— BRANO PROPOSTO —
━━━━━━━━━━
La scuola dei nostri avi era molto rigida e i bambini venivano educati con maggiore severità (in barba al metodo Montessori che prevedeva meno coercizione e più libertà di agire e scegliere da parte dei discenti), tanto che ogni insegnante possedeva una “virga”(bacchetta di legno) che serviva per colpire i palmi delle mani, ad ogni segno di distrazione, ribellione o indisciplina. Altre punizioni consistevano nel mandare dietro la lavagna l’alunno reo di qualche mancanza lieve per una decina di minuti; se invece l’infrazione era grave allora lo si faceva inginocchiare su dei legumi secchi, in genere ceci, sparsi nell’angolo della stanza più vicino alla cattedra.

La severità dei genitori era tale, che quando il figlio si lamentava dicendo” a maestra mi minau nà virgata nde mani”( la maestra mi ha dato una bacchettata nelle mani) la risposta era secca” vordiri chi ta meritasti, pocu ti ndi ressi”( Te la sei meritata anzi di doveva dare più bacchettate).

Se poi uno scolaro non andava bene a scuola o il genitore veniva chiamato a presentarsi poiché aveva compiuto qualche monelleria, questi gli dava “ddui maschiatuni”(due schiaffoni) davanti ai suoi compagni di classe come monito.

Tali metodi severi, invisi sicuramente al Metodo Montessori, seppur nella loro ruvidezza e “sadicità” che nella didattica moderna per fortuna (anzi forse in alcuni casi …purtroppo) non albergano più, avevano il pregio di riverberare rispetto non solo tra alunno e maestro ma anche tra genitori ed insegnati e soprattutto tra gli scolari stessi. Gli studenti rispettavano il ruolo del maestro e di questi ne temevano la relativa autorità (anche se più che autorità sarebbe stato meglio profondere autorevolezza). Nessun genitore all’epoca si sognava di mettersi contro un Maestro anzi ne avallava le decisioni, diversamente da oggi ove un insegnante si deve ben guardare da come tratta lo studente per non urtare la suscettibilità dei “moderni” genitori. Infine il metodo usato dai docenti dell’epoca seppur discutibile sotto l’aspetto della “ruvidezza” e coercizione fisica, ha avuto il pregio di mantenere lontano la nefandezza di quell’atteggiamento spavaldo di alcuni alunni che oggi va sotto il nome di “bullismo scolastico”. Oggi l’istitutore, con la sua mancanza di autorevolezza, (in molti casi correo, con il suo atteggiamento lassista, dei bulletti) instilla, in alcuni alunni, quel senso di superiorità non solo verso se stesso ma anche e soprattutto verso i coetanei dei “sbruffoncelli” creando problemi di sviluppo psicologico che in alcuni casi sfociano, nei soggetti dal debole carattere, addirittura nel suicidio. Oltre che pensare solo ai massimi sistemi, forse sarebbe il caso che chi ha le responsabilità nel settore si preoccupasse anche di tali piccoli ed apparentemente “infimi” problemi che però hanno un grande impatto in pochi deboli soggetti. Che si preparino i docenti anche a sapersi raffrontare con tali situazioni ed anche senza l’uso materiale della “virga”, riescano ad essere autorevoli facendo indossare “virtualmente” nuovamente il grembiule a tutti gli alunni. Suggeriamo inoltre, sommessamente, che facciano buon uso dei nove “comandamenti del buon insegnate” che riportiamo a fondo pagina. Vogliamo chiudere questa breve digressione con una massima di Piero Angela

“Cosa ce ne facciamo dei ragazzi che prendono 10,9,8 a scuola se non sono in grado di intervenire quando viene fatto del male ad un compagno, quando hanno delle prestazioni eccezionali ma non hanno strumenti per aiutare un loro amico e riconoscere un bisogno”,

 

Sotto l’aspetto storiografico facciamo un breve excursus concentrandoci, come nostro solito, anche su quella che è stata la situazione scolastica sul nostro territorio.
━━━━━━━━━━
— ESERCIZI —
A. Trascrivi il brano sulla scuola di un tempo da "La scuola dei" fino a "vicino alla cattedra." compreso, sostituendo "ceci" con "fagioli".
B. Estrai dalle voci ogni riga in cui compare la stringa "gray", distinguendo tra maiuscole e minuscole.

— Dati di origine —
━━━━━━━━━━
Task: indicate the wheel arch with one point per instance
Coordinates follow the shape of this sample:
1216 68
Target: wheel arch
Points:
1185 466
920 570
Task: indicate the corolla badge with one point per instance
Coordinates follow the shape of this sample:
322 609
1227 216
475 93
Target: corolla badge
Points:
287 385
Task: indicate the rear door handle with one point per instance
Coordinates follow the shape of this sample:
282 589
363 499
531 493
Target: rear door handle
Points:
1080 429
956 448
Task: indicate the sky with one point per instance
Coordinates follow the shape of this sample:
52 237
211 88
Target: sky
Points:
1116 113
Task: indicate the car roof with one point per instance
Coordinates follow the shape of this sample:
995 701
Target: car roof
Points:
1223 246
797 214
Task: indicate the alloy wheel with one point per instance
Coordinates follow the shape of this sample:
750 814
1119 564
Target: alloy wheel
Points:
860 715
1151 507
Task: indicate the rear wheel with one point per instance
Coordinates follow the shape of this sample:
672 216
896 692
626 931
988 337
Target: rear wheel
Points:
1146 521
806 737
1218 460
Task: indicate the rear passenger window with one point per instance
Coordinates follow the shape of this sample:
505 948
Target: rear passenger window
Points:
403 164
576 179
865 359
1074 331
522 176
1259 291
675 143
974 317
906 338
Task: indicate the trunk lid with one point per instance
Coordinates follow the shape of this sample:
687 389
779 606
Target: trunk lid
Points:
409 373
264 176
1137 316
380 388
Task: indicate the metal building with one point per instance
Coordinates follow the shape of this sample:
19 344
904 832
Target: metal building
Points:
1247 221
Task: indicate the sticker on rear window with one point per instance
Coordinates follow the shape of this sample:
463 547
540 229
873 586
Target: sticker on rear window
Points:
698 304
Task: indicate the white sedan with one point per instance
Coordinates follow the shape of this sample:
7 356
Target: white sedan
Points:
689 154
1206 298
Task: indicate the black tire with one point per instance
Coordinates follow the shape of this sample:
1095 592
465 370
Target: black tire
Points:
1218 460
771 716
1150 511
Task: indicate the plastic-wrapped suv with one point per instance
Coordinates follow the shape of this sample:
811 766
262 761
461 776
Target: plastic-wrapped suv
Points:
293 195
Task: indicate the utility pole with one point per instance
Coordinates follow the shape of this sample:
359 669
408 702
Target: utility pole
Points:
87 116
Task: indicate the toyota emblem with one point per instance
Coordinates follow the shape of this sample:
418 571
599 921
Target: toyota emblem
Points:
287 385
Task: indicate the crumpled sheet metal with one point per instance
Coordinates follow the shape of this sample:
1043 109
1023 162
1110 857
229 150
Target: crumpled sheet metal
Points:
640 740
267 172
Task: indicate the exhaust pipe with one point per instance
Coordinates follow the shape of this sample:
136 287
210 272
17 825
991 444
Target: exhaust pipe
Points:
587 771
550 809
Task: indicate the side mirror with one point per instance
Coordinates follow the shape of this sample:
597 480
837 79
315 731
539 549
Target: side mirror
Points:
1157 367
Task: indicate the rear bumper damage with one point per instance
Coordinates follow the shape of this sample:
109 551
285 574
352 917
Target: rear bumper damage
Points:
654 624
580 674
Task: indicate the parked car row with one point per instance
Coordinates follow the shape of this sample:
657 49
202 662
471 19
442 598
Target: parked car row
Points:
━━━━━━━━━━
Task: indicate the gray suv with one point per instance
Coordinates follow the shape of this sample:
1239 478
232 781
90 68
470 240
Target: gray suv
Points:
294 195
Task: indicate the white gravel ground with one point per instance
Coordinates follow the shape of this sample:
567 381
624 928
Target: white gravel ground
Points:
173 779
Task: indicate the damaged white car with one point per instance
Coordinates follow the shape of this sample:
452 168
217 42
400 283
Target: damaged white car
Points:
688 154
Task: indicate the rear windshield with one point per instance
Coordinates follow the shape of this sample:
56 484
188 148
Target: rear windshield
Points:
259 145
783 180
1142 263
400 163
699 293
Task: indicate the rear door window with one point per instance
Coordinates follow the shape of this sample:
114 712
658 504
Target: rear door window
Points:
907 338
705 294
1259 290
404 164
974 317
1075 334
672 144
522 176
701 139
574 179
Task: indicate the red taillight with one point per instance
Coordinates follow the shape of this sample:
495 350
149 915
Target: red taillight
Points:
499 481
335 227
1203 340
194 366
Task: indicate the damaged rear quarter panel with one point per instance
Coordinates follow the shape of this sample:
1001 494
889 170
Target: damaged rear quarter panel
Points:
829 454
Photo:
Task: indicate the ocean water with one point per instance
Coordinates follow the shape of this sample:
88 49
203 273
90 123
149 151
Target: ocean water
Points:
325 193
━━━━━━━━━━
— SOLUZIONI —
A.
La scuola dei nostri avi era molto rigida e i bambini venivano educati con maggiore severità (in barba al metodo Montessori che prevedeva meno coercizione e più libertà di agire e scegliere da parte dei discenti), tanto che ogni insegnante possedeva una “virga”(bacchetta di legno) che serviva per colpire i palmi delle mani, ad ogni segno di distrazione, ribellione o indisciplina. Altre punizioni consistevano nel mandare dietro la lavagna l’alunno reo di qualche mancanza lieve per una decina di minuti; se invece l’infrazione era grave allora lo si faceva inginocchiare su dei legumi secchi, in genere fagioli, sparsi nell’angolo della stanza più vicino alla cattedra.

B.
Task: indicate the gray suv with one point per instance
Target: gray suv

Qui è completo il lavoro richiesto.